------ Records supplied

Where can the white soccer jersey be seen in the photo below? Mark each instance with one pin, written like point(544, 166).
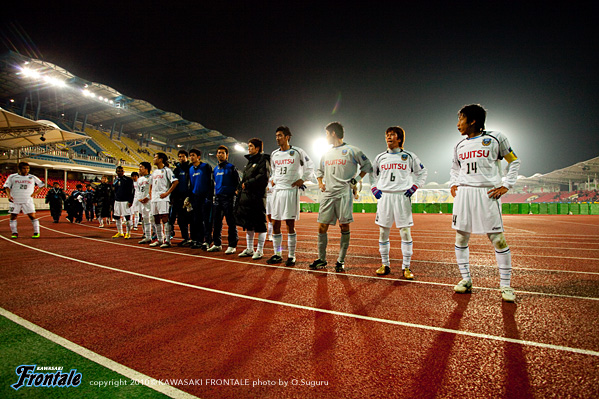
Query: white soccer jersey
point(22, 187)
point(477, 162)
point(397, 170)
point(161, 182)
point(339, 165)
point(290, 166)
point(142, 187)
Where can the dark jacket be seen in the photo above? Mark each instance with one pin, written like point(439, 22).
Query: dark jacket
point(103, 195)
point(251, 207)
point(123, 189)
point(55, 198)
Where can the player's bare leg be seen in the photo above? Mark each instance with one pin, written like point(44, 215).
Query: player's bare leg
point(504, 261)
point(462, 254)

------------

- [How to complete this task] Everything above except the pictures needs to be reproduced exactly.

- [Reply]
Where can the white soccer jersey be seen in the photo below? Mark each instance with one pin, written like point(544, 166).
Query: white soccer jersey
point(22, 187)
point(477, 162)
point(397, 170)
point(161, 182)
point(339, 165)
point(290, 166)
point(142, 187)
Where can the dark jacket be seen in the photo above? Mark each instance with one pin, written like point(439, 22).
Query: dark jacket
point(103, 195)
point(251, 207)
point(123, 189)
point(55, 198)
Where can the player's bare leg be seen in the photo above? Mark each instance with one pin, written like point(44, 215).
Query: player's bare leg
point(504, 261)
point(462, 254)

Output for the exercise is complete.